▸ **Short problem 1**:
Quote the firmware security passage word for word, from "FISMA and the" to "in its environment.".

▸ **Excerpted passage**:
+++

AC-6 Least Privilege

Firmware Storage Vulnerabilities
  1. Ensure any unnecessary debug functionality is not enabled
  2. Ensure firmware storage is properly protected
RA—Risk Assessment

RA-5 Vulnerability Scanning

Firmware and hardware vulnerabilities (eg. Speculative execution side-channels, vulnerable firmware storage, insecure SMM code)
  1. Prioritize the analysis and monitoring of firmware and hardware vulnerabilities
  2. Regular scans should be able to identify
    1. Systems with out of date firmware
    2. Systems with firmware vulnerabilities
    3. Systems with missing protections
IR—Incident Response

IR-4 Incident Handling

IR-10 Security Analysis Team

Attackers using firmware implants to persist across system re-imaging.
  1. Perform firmware scans of devices related to incident to track scope
  2. Verify integrity of firmware of all affected hosts during system recovery
  3. Arm staff with tools to assist in forensic analysis of firmware-based threats

MA-3 Maintenance Tools

BMC, IPMI, and Intel AMT as potential attack vectors
  1. Monitor management interfaces for vulnerabilities or signs of compromise
  2. Scan management resources for vulnerabilities
  3. Only enable remote management tools for devices that have an operational need

SI—System and Information Integrity

The System and Information Integrity family of controls is heavily focused on the detection of and response to threats. This includes the important topics of Flaw Remediation, Malicious Code Protection, System Monitoring, and specifically Software, Firmware, and Information Integrity. A firmware security platform should be able to address all of these key areas.

Control SI-7 specifically address the topic of Software, Firmware and Information Integrity. Items SI-7(9) and SI-7(10) specifically address the need to ensure the integrity of the system boot process and well as the integrity of the boot firmware. The section specifically notes:

Unauthorized modifications to boot firmware may be indicative of a sophisticated, targeted attack. These types of targeted attacks can result in a permanent denial of service or a persistent malicious code presence. These situations can occur, for example, if the firmware is corrupted or if the malicious code is embedded within the firmware. System components can protect the integrity of boot firmware in organizational systems by verifying the integrity and authenticity of all updates to the firmware prior to applying changes to the system component; and preventing unauthorized processes from modifying the boot firmware.

Additionally, SP 800-53 calls out that organizations may want to consider both signature based and non-signature based approaches to the detection of malicious code. Eclypsium applies both types of analysis to the detection of firmware-based backdoors, implants, and rootkits. In addition to checking for known implants and threat, Eclypsium monitors the behavior of the firmware and components to identify firmware threats that are unknown or do not have a known signature.

SA—System Acquisition

FISMA and the supporting NIST documents strongly highlight the importance of the supply chain to a security program. Section 2.8 of the Risk Management Framework is dedicated to Supply Chain Risk Management (SCRM) and calls out the risk as follows:

The growing dependence on products, systems, and services from external providers, along with the nature of the relationships with those providers, present an increasing amount of risk to an organization. Risk may increase based on the likelihood of occurrence and adverse impact from threat events such as the insertion of counterfeits, unauthorized production, tampering, theft, insertion of malicious software and hardware, as well as poor manufacturing and development practices in the supply chain, including the failure to build in security or privacy capabilities that enable an organization to better manage risk in its environment.

+++

▸ **Short problem 2**:
Pull out each line of the records that has the word "trunk" in it.

▸ **Extracted records**:
+++

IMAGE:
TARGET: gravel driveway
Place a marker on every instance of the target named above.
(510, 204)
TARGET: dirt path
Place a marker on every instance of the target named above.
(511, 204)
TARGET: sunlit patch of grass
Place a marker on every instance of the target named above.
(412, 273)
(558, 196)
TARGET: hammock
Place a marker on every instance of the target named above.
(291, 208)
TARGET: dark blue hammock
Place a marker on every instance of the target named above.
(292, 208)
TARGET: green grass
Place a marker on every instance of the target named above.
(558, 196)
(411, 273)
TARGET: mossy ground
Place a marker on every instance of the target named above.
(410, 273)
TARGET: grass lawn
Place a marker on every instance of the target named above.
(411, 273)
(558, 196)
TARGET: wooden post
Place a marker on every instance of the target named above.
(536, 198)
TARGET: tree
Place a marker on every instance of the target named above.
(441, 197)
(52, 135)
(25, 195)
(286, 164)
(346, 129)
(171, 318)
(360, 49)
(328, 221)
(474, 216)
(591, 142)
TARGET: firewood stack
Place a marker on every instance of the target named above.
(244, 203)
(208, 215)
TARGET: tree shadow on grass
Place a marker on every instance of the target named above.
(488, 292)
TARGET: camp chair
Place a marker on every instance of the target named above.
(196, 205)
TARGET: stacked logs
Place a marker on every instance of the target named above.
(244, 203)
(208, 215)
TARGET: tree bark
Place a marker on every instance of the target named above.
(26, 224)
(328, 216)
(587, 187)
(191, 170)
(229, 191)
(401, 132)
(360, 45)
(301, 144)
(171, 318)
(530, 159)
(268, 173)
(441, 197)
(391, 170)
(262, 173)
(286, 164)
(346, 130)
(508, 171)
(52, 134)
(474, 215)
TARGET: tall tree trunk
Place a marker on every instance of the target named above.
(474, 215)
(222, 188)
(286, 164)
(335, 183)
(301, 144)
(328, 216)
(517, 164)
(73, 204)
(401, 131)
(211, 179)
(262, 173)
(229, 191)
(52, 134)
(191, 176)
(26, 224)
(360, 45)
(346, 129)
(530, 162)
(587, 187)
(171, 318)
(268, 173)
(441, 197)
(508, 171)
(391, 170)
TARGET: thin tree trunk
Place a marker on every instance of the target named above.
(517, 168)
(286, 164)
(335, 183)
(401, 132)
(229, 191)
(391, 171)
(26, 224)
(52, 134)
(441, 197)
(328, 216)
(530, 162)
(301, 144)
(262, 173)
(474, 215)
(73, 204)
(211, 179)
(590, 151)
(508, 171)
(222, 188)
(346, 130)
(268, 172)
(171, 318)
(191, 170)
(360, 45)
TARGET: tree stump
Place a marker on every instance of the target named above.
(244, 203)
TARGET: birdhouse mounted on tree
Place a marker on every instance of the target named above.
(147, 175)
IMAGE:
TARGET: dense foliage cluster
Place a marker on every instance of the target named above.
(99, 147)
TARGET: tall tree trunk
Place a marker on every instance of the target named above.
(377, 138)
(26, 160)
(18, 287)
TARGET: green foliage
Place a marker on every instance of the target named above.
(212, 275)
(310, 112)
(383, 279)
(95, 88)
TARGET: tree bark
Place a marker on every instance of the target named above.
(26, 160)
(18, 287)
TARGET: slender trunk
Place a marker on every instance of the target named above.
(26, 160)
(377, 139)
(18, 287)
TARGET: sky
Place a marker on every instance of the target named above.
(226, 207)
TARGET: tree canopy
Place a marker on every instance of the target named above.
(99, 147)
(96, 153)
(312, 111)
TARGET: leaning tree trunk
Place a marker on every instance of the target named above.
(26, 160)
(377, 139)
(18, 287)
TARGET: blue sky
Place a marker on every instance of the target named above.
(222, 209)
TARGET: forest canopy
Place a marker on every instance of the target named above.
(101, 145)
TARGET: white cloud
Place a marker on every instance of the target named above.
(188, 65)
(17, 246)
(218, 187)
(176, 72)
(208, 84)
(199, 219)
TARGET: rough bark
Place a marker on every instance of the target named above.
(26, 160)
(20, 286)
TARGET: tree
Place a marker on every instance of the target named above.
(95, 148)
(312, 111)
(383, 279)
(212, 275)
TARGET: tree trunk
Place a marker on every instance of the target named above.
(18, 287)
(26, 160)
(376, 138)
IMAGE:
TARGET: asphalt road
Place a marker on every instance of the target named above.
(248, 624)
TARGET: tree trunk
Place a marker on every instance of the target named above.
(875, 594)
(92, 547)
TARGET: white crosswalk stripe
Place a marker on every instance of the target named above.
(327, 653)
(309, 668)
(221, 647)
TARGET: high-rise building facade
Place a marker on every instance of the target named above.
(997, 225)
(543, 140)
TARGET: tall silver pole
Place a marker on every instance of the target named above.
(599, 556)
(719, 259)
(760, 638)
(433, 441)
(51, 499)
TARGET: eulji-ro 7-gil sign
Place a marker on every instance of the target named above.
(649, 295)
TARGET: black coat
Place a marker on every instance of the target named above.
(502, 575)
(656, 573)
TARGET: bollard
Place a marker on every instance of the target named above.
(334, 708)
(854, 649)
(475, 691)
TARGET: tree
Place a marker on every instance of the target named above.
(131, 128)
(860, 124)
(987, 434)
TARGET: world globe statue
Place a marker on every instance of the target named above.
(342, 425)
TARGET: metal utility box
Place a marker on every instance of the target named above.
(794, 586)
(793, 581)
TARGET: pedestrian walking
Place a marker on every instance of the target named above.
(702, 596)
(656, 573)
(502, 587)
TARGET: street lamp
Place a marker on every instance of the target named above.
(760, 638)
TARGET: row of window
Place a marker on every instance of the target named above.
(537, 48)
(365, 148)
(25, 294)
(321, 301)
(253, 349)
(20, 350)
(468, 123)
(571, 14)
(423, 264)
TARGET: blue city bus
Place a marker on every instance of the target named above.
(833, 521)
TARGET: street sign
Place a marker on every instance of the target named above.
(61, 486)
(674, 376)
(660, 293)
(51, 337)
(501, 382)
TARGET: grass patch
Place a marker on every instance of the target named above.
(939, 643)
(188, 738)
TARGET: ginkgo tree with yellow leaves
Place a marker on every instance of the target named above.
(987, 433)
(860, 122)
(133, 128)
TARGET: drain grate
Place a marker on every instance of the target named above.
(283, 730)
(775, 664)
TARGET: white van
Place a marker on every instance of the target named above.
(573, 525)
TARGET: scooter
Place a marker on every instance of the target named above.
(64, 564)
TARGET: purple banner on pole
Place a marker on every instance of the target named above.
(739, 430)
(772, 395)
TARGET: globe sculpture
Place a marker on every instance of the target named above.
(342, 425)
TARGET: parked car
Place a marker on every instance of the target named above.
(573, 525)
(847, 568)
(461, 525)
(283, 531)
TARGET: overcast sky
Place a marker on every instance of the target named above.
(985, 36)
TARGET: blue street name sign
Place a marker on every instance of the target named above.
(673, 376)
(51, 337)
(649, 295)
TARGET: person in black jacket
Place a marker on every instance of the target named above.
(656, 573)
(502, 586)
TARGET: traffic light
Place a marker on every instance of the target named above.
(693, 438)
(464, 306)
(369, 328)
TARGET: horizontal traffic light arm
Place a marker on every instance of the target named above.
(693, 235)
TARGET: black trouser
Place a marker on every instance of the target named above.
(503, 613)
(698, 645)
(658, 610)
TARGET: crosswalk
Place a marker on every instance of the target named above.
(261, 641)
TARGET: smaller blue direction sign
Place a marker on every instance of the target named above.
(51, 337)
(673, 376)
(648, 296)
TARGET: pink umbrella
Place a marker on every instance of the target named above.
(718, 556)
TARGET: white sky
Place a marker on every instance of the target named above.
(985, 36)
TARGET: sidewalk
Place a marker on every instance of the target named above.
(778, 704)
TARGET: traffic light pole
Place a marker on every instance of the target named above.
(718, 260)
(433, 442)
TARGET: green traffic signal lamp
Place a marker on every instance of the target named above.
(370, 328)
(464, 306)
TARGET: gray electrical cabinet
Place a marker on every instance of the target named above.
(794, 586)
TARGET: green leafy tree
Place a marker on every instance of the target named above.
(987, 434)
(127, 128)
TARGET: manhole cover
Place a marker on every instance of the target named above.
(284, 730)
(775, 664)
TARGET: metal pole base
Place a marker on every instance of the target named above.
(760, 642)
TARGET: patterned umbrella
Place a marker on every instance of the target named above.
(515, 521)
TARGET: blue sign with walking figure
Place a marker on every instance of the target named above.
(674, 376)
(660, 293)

+++

▸ **Written solution 1**:
FISMA and the supporting NIST documents strongly highlight the importance of the supply chain to a security program. Section 2.8 of the Risk Management Framework is dedicated to Supply Chain Risk Management (SCRM) and calls out the risk as follows:

The growing dependence on products, systems, and services from external providers, along with the nature of the relationships with those providers, present an increasing amount of risk to an organization. Risk may increase based on the likelihood of occurrence and adverse impact from threat events such as the insertion of counterfeits, unauthorized production, tampering, theft, insertion of malicious software and hardware, as well as poor manufacturing and development practices in the supply chain, including the failure to build in security or privacy capabilities that enable an organization to better manage risk in its environment.

▸ **Written solution 2**:
TARGET: tall tree trunk
TARGET: thin tree trunk
TARGET: tall tree trunk
TARGET: slender trunk
TARGET: leaning tree trunk
TARGET: tree trunk
TARGET: tree trunk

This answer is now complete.